### Extracted entries
○ ○ ○ ○ ○ ○ ○

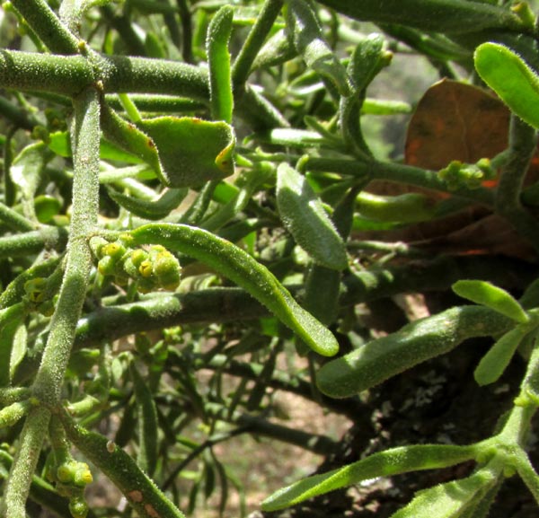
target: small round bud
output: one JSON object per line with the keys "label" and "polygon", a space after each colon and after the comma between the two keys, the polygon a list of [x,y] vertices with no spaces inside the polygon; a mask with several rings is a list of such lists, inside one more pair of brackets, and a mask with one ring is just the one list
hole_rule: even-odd
{"label": "small round bud", "polygon": [[138,273],[145,278],[152,277],[154,274],[154,265],[152,264],[152,261],[149,259],[143,260],[138,267]]}
{"label": "small round bud", "polygon": [[102,276],[112,276],[116,269],[115,266],[116,261],[110,256],[106,255],[97,263],[97,269]]}

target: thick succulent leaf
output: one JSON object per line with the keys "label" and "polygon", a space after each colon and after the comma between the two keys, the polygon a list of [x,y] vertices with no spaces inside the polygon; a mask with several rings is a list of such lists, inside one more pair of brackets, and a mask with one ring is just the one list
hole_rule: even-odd
{"label": "thick succulent leaf", "polygon": [[159,117],[138,127],[155,143],[162,181],[169,187],[200,185],[234,173],[235,136],[225,122],[192,117]]}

○ ○ ○ ○ ○ ○ ○

### Given task
Copy every line above word for word, leaving out the pictures.

### Answer for this exercise
target: small round bud
output: one JSON object per line with the keys "label" and "polygon", a space after each colon and after the comma between the two keys, the polygon a list of [x,y] vertices with no spaces inside the polygon; a mask with several rings is a list of such lists, inside one more pair of brackets, and a mask with one ring is just the one list
hole_rule: even-odd
{"label": "small round bud", "polygon": [[138,273],[145,278],[152,277],[154,274],[154,265],[152,264],[152,261],[149,259],[143,260],[138,267]]}
{"label": "small round bud", "polygon": [[102,276],[112,276],[116,269],[115,266],[116,261],[110,256],[106,255],[97,263],[97,269]]}

target: thick succulent leaf
output: one JSON object per line with the keys "label" and "polygon", a space after each colon and after the comma between the two keys, the polygon a list of [x,y] vertices with no spaces inside the polygon; a mask with several rings is a list of such lists, inside one more pair of brackets, and a mask with one ring is just the one list
hole_rule: even-odd
{"label": "thick succulent leaf", "polygon": [[159,117],[138,127],[155,143],[162,181],[169,187],[200,185],[234,173],[235,136],[225,122],[192,117]]}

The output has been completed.